▶ _Stated problem_: All entries below are to be set down again, identical to the source.

(Stored data)
####

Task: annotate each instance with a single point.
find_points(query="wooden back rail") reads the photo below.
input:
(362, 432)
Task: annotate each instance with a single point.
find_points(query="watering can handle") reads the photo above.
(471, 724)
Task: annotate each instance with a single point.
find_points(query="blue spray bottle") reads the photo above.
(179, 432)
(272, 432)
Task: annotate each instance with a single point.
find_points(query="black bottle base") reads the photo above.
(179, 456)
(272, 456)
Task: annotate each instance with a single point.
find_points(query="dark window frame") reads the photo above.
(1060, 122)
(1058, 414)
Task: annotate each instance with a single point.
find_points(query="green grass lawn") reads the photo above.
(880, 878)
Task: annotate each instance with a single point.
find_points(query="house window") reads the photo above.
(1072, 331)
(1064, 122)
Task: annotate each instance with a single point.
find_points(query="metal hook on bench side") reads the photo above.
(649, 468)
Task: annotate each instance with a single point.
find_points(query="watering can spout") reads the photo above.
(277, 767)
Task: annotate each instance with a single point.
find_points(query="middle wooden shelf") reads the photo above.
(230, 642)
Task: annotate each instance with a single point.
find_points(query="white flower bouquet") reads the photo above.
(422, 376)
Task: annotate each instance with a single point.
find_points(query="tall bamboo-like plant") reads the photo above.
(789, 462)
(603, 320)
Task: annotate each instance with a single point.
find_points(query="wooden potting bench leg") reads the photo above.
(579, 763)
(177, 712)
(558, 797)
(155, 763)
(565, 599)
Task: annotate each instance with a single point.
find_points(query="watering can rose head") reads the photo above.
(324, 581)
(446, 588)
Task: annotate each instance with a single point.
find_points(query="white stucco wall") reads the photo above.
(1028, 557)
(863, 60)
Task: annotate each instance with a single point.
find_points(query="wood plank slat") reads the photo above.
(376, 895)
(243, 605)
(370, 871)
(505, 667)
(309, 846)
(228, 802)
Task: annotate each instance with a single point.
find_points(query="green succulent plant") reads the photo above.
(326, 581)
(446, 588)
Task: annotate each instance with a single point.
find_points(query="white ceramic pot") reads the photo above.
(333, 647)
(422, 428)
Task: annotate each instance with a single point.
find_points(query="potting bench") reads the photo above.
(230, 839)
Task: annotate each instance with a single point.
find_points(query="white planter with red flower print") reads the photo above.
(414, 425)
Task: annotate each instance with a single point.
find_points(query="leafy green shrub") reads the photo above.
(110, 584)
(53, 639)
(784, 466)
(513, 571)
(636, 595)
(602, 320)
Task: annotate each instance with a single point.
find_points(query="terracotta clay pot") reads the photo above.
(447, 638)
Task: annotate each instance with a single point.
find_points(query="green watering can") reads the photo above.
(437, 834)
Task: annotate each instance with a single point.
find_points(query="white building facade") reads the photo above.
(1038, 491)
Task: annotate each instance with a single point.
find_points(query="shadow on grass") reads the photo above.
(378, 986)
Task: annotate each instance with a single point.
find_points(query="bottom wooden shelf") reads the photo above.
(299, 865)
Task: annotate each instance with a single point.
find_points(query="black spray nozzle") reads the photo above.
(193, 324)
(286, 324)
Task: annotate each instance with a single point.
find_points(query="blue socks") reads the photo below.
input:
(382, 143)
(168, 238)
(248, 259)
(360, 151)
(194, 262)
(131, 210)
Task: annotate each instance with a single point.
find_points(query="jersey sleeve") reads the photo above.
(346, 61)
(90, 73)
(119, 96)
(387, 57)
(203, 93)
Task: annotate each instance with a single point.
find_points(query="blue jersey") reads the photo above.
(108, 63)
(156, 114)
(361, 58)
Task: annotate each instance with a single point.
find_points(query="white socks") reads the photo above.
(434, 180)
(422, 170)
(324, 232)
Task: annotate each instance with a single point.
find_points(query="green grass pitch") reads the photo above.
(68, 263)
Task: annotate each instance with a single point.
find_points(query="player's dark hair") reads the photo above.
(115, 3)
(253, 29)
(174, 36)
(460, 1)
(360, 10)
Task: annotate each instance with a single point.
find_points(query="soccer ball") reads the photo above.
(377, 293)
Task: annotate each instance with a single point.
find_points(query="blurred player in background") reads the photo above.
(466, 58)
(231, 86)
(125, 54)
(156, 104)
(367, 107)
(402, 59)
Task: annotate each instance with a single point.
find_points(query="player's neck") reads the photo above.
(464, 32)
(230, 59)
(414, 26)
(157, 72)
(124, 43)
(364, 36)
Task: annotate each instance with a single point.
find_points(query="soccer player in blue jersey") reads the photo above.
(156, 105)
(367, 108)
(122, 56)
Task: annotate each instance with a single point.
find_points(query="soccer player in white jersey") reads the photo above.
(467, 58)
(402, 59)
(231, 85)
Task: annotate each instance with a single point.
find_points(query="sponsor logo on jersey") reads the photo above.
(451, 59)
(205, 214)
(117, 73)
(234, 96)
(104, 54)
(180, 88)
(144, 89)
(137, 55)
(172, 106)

####

▶ _Output of the task_:
Task: annotate each instance with a single point.
find_points(query="wooden back rail") reads the photo below.
input:
(362, 432)
Task: annotate each instance with a single point.
find_points(query="watering can handle") reads the photo above.
(471, 724)
Task: annotate each instance with a single point.
find_points(query="blue spray bottle") reads the photo above.
(179, 432)
(272, 432)
Task: annotate each instance with a single point.
find_points(query="black bottle base") reads the photo above.
(179, 456)
(272, 456)
Task: annotate each instance with a single point.
find_points(query="dark window frame") reads the photo above.
(1060, 122)
(1058, 414)
Task: annotate each instance with a single point.
find_points(query="green grass lawn") reads the photo above.
(880, 878)
Task: annotate each instance with a single point.
find_points(query="house window") reads the photo above.
(1072, 331)
(1064, 122)
Task: annotate each instance with a single point.
find_points(query="metal hook on bench side") reads the photo above.
(649, 468)
Task: annotate each instance with a single point.
find_points(query="watering can spout") reads the photo above.
(277, 767)
Task: annotate each instance with a single point.
find_points(query="middle wooden shelf") reads the photo above.
(230, 642)
Task: annotate each instance with a single point.
find_points(query="white flower bouquet") reads the photo above.
(422, 376)
Task: annotate each instance with a single point.
find_points(query="tall bamboo-like plant") reads the photo above.
(789, 462)
(603, 320)
Task: annotate each instance with a single point.
find_points(query="wooden potting bench leg") reads the photo above.
(579, 763)
(177, 712)
(558, 797)
(155, 763)
(565, 599)
Task: annotate each instance with a single point.
find_points(query="watering can rose head") reads the photo above.
(324, 581)
(446, 588)
Task: annotate each instance with a single point.
find_points(query="white stucco wall") reads the photo above.
(1028, 557)
(863, 60)
Task: annotate each instance with a single point.
find_points(query="wood plank slat") reads the photo above.
(376, 895)
(243, 605)
(370, 871)
(505, 667)
(309, 846)
(228, 802)
Task: annotate each instance with a single point.
find_points(query="green succulent plant") reads the photo above.
(326, 581)
(446, 588)
Task: annotate each instance with a single point.
find_points(query="white ceramic pot") reads the photo above.
(333, 647)
(422, 428)
Task: annotate each instance with a single point.
find_points(query="potting bench") reads the photo above.
(230, 839)
Task: annotate each instance with a single point.
find_points(query="white planter with red flower print") reads the photo above.
(414, 425)
Task: annotate each instance with a single point.
find_points(query="leafy green shrub") reads the photo above.
(110, 584)
(53, 639)
(784, 466)
(513, 571)
(636, 595)
(602, 320)
Task: annotate each instance with a single point.
find_points(query="terracotta clay pot") reads the photo above.
(447, 638)
Task: annotate each instance with a single point.
find_points(query="green watering can") reads the photo above.
(437, 834)
Task: annotate each instance with a single point.
find_points(query="white building facade") reads the photo above.
(1038, 491)
Task: annotate each instance with a single point.
find_points(query="shadow on grass") reads the photo above.
(378, 986)
Task: annotate each instance with a single point.
find_points(query="bottom wooden shelf") reads the photo above.
(299, 865)
Task: annotate each instance with a single point.
find_points(query="black spray nozzle") reads the photo above.
(193, 324)
(286, 324)
Task: annotate each instance with a single point.
find_points(query="blue socks") reads the photo below.
input:
(382, 143)
(168, 238)
(248, 259)
(360, 151)
(194, 262)
(131, 210)
Task: annotate each instance with a single point.
find_points(query="jersey sleeve") reads the photo above.
(346, 61)
(90, 73)
(119, 96)
(387, 57)
(203, 93)
Task: annotate each instance with a single point.
find_points(query="blue jersey") reads the photo above.
(108, 63)
(156, 114)
(361, 58)
Task: annotate each instance with a single point.
find_points(query="white socks") reads the photo above.
(434, 180)
(422, 170)
(324, 232)
Task: annotate each instance with a single point.
find_points(query="green grass pitch") reads the photo above.
(68, 263)
Task: annotate each instance with a single point.
find_points(query="player's dark hair") reads the photo above.
(115, 3)
(253, 29)
(174, 36)
(460, 1)
(360, 10)
Task: annotate each instance with a single point.
find_points(query="soccer ball") reads the photo above.
(377, 293)
Task: annotate each instance with a single point.
find_points(query="blurred player in background") reads the photo above.
(466, 58)
(231, 86)
(125, 54)
(156, 104)
(367, 107)
(402, 59)
Task: annotate each instance with a single point.
find_points(query="player's neck") reads the photo above.
(464, 32)
(230, 59)
(414, 26)
(157, 72)
(124, 43)
(364, 36)
Task: annotate each instance with a single point.
find_points(query="soccer player in blue jersey") reads the photo above.
(156, 105)
(367, 108)
(122, 56)
Task: annotate each instance with a single point.
find_points(query="soccer player in white jersey") reads the photo above.
(467, 58)
(402, 59)
(231, 85)
Task: annotate each instance with a single point.
find_points(query="sponsor logo on jersey") reads the photo above.
(451, 59)
(205, 214)
(117, 73)
(234, 96)
(104, 54)
(180, 88)
(144, 89)
(137, 55)
(172, 106)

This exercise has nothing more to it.